◆ **Written problem**
Count the lines in the data below that contain the string "bulb", treating uppercase and lowercase as different. Reply with the number alone.

Start of Task data

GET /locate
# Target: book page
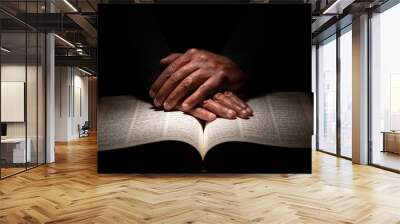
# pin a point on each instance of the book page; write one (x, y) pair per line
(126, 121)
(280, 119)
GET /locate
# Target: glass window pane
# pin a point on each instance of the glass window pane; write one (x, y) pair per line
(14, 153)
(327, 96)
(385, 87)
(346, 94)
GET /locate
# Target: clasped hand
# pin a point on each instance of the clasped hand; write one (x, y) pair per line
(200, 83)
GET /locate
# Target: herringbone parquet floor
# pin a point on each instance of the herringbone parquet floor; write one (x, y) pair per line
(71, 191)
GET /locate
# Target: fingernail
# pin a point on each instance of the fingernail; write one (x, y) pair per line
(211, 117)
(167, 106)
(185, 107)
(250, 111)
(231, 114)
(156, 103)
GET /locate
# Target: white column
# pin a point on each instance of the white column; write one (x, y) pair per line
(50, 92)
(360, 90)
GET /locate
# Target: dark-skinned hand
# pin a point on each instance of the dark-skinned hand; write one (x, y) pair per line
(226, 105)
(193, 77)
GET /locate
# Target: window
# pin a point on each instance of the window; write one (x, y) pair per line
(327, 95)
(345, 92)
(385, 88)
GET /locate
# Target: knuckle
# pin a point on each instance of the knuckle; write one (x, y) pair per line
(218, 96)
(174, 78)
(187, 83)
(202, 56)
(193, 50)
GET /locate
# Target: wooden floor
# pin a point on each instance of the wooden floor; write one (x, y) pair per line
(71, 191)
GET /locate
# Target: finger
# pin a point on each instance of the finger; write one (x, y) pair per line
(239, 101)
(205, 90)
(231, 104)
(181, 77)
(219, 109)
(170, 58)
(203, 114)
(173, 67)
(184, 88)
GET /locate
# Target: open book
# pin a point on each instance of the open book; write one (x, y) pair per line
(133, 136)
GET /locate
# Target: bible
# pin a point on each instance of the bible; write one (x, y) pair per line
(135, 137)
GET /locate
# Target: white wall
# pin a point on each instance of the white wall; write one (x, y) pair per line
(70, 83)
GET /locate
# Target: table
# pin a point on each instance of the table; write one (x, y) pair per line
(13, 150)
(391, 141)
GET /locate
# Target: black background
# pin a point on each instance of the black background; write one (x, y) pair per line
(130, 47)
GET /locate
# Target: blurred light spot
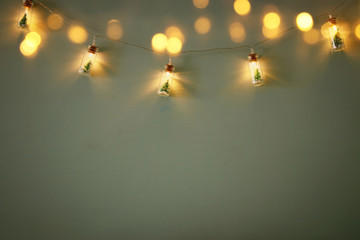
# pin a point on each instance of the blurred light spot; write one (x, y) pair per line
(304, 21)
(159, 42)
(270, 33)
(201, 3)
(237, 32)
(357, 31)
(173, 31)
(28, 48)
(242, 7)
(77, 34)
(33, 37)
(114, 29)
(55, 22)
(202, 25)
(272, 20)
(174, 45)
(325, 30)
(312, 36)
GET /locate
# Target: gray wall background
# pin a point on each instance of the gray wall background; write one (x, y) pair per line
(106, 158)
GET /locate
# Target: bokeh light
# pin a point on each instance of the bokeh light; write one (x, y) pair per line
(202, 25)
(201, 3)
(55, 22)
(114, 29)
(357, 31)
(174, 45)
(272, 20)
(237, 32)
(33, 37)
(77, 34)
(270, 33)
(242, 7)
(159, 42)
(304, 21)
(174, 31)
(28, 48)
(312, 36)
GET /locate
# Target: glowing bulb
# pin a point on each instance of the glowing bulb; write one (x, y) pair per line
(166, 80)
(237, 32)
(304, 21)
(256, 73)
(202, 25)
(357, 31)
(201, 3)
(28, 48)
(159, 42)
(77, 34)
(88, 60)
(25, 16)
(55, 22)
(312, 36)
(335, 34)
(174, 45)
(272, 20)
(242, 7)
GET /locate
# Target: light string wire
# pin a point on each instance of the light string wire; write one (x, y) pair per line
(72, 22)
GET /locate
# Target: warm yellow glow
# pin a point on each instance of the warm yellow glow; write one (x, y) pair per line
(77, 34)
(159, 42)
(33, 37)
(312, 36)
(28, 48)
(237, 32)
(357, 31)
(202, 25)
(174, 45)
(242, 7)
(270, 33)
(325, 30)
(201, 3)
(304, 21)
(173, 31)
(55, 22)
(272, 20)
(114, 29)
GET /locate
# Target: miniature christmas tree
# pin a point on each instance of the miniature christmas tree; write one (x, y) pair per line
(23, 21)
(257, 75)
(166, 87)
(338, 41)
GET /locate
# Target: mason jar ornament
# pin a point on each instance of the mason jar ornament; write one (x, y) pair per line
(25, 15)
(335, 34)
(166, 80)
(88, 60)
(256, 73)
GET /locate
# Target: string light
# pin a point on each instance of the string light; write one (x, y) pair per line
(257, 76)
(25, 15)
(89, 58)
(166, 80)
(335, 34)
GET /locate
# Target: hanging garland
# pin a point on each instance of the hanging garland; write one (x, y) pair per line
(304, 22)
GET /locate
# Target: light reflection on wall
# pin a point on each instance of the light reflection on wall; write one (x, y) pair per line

End of Task data

◆ **Solution below**
2